**Task statement**
In the records below, begin at the line containing "Query: white interior door" and end at the line containing "the reflected wall"; quote every line in that span exactly, including both boundary lines, and no others.

(Records contained in a dataset)
== Segment start ==

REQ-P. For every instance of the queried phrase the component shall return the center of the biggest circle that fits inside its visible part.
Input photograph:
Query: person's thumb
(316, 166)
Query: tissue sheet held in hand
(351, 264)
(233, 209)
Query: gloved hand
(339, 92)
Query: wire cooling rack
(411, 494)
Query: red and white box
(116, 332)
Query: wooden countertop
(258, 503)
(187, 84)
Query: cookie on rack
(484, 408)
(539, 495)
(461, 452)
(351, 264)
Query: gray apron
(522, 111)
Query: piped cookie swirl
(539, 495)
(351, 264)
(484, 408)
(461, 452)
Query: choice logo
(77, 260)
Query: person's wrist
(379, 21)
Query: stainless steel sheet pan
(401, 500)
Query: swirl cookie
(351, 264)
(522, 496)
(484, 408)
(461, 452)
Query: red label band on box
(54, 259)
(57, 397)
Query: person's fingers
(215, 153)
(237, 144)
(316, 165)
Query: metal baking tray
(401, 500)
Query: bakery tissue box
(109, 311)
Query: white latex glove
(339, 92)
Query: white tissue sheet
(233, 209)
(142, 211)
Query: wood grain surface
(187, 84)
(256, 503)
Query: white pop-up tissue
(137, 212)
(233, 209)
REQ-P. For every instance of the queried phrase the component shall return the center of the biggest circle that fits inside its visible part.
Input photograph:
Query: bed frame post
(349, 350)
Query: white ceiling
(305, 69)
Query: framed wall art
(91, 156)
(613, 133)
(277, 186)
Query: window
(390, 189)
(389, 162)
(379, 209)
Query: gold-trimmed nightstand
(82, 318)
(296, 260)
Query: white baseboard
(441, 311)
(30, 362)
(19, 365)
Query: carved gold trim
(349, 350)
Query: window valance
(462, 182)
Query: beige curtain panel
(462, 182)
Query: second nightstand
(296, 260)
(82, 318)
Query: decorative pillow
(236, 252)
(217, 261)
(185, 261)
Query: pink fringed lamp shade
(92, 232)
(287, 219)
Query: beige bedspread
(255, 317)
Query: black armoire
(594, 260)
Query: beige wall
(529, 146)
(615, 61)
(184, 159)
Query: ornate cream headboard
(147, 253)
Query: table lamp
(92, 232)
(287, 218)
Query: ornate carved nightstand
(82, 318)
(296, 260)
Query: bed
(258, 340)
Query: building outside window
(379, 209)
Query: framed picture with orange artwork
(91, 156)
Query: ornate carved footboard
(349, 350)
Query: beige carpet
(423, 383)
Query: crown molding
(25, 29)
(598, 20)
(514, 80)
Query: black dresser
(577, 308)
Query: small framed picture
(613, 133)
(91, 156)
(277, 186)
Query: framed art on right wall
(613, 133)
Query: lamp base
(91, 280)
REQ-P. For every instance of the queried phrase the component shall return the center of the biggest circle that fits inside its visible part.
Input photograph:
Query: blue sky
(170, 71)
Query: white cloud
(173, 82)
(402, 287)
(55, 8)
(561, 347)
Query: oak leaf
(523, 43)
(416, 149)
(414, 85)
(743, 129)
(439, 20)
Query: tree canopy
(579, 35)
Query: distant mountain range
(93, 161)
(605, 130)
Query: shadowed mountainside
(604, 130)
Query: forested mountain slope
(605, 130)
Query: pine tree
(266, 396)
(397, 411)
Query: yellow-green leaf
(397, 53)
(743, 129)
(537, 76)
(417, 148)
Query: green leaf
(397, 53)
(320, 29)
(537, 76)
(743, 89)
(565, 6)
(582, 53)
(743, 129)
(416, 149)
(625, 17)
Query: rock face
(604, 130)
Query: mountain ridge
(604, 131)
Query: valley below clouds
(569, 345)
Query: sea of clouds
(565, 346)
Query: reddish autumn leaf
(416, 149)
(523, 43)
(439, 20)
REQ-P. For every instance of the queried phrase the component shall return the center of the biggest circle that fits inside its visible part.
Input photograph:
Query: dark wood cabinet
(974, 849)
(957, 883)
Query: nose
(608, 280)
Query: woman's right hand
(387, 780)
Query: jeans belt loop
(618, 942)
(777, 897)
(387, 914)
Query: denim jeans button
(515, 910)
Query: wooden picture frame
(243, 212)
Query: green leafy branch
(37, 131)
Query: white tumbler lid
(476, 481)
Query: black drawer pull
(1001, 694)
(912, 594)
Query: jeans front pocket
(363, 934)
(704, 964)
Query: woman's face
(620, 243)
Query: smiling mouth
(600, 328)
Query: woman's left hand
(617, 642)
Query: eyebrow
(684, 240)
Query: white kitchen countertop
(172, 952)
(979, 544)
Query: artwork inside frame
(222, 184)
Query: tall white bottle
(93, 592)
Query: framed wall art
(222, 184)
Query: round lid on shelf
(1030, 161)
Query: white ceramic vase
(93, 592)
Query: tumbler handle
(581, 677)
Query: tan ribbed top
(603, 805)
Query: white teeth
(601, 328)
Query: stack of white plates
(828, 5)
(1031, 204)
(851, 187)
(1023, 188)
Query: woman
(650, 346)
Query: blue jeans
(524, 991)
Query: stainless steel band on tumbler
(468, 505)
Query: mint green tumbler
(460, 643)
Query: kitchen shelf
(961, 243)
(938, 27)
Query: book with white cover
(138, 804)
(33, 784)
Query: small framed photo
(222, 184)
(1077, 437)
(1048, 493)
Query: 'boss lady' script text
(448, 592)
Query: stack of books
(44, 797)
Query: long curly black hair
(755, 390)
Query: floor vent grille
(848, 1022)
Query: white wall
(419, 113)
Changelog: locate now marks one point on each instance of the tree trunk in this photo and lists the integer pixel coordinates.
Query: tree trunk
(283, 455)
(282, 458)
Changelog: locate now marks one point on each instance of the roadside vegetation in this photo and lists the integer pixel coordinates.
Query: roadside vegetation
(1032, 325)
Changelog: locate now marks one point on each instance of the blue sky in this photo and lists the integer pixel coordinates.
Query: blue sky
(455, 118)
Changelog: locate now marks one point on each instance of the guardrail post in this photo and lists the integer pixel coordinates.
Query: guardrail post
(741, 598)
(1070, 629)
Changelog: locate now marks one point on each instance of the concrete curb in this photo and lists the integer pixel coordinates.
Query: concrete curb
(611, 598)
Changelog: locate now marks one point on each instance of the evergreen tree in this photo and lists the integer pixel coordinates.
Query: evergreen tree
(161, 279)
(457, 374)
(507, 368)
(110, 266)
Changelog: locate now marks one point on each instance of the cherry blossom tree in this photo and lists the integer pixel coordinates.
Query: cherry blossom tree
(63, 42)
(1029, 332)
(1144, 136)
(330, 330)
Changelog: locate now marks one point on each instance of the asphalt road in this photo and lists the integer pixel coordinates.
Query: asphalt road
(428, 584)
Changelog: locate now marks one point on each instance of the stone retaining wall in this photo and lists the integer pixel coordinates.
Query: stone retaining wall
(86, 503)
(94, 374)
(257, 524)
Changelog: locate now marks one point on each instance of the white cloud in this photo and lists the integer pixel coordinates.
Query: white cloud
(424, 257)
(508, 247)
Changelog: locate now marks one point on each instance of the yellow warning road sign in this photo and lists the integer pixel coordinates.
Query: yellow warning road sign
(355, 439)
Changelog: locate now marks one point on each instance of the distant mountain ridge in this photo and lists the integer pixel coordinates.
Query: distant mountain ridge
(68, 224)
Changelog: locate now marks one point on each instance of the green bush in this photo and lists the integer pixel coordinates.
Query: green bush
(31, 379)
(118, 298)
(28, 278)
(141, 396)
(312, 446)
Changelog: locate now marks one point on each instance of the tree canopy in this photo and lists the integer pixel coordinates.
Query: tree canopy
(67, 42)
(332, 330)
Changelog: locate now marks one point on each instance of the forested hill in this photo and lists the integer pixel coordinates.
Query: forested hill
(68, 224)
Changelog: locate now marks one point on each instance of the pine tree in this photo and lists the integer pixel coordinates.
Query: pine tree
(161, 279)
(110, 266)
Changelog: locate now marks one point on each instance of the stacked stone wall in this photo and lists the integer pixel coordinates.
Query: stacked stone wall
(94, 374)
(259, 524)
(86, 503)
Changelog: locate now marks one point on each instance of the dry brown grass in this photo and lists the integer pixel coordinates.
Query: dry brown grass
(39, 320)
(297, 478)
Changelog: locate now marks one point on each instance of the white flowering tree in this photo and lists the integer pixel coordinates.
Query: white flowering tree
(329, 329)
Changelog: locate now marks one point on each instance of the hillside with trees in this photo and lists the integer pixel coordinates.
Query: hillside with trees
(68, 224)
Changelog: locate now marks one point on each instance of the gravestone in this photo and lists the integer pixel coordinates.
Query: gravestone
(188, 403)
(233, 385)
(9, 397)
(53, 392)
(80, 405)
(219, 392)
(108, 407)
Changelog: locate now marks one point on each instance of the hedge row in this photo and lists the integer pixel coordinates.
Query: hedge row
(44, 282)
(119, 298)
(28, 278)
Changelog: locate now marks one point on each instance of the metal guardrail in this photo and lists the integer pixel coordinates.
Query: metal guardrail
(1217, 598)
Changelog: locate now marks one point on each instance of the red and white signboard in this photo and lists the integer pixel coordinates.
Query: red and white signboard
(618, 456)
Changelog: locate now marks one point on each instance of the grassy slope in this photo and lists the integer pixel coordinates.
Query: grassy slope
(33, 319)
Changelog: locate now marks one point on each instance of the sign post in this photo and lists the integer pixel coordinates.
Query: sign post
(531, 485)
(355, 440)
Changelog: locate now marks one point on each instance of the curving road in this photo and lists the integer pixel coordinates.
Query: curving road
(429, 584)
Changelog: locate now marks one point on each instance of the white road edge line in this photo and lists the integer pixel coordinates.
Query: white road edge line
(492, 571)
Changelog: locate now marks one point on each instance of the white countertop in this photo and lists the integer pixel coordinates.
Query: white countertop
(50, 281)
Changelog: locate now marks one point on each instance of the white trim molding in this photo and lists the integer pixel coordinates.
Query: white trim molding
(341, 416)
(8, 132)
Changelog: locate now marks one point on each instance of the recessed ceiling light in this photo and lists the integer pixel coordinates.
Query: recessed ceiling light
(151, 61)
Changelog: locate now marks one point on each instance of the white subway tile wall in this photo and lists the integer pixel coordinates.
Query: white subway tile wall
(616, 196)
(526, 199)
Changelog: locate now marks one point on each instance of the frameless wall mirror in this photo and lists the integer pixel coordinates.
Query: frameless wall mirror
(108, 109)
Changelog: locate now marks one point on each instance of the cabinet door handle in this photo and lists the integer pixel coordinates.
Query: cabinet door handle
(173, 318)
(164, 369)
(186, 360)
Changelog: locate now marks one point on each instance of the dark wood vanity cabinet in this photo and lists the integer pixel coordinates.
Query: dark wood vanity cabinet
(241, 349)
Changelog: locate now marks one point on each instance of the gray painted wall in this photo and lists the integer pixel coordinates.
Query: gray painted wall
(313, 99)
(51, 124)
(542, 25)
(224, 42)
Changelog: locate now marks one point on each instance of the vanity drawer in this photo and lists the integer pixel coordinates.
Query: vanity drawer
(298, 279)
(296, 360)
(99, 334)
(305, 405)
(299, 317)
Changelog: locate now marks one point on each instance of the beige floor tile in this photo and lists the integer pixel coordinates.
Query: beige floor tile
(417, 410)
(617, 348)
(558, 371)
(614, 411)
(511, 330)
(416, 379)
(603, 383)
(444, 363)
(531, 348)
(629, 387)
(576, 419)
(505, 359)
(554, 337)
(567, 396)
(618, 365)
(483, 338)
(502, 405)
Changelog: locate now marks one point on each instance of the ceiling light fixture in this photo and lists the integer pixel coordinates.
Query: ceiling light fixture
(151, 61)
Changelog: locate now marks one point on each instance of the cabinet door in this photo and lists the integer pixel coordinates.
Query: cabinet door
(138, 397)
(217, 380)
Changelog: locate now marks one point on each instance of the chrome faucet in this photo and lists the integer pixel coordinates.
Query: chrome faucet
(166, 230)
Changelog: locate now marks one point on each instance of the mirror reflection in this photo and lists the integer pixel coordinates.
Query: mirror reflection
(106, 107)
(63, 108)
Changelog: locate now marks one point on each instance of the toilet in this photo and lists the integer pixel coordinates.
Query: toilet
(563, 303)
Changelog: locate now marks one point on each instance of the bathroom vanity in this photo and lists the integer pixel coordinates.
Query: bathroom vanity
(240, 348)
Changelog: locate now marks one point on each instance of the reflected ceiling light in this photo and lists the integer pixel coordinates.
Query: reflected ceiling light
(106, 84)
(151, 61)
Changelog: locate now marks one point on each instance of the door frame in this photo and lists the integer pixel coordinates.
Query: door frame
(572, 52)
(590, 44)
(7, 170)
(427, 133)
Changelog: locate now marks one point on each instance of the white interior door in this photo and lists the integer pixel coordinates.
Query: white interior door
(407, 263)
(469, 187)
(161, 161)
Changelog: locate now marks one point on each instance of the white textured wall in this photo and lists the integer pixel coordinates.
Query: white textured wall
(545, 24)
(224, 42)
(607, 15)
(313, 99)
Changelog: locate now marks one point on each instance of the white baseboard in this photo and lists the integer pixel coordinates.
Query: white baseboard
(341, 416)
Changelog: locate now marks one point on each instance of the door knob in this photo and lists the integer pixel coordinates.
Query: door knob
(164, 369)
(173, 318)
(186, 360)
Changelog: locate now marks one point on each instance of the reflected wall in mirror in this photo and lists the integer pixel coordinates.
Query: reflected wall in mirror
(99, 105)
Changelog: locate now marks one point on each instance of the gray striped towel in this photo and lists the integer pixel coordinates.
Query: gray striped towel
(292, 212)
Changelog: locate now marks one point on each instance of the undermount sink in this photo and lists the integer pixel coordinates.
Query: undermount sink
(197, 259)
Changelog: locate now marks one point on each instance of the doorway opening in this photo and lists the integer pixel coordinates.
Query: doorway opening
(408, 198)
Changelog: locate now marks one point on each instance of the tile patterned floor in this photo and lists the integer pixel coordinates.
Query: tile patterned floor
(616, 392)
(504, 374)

== Segment end ==

**Response area**
Query: white interior door
(407, 263)
(469, 187)
(161, 161)
Changelog: locate now marks one point on each instance of the white textured wall in this photo and lists the integer pixel coordinates.
Query: white textured wall
(545, 24)
(224, 42)
(607, 15)
(313, 99)
Changelog: locate now marks one point on each instance of the white baseboard in this photo and lists the integer pixel coordinates.
Query: white baseboard
(341, 416)
Changelog: locate now marks one point on each instance of the door knob in this photo and lists the integer pixel coordinates.
Query: door knob
(164, 369)
(173, 318)
(186, 360)
Changelog: locate now marks one point on each instance of the reflected wall in mirror in this photo and lists the integer pixel coordinates.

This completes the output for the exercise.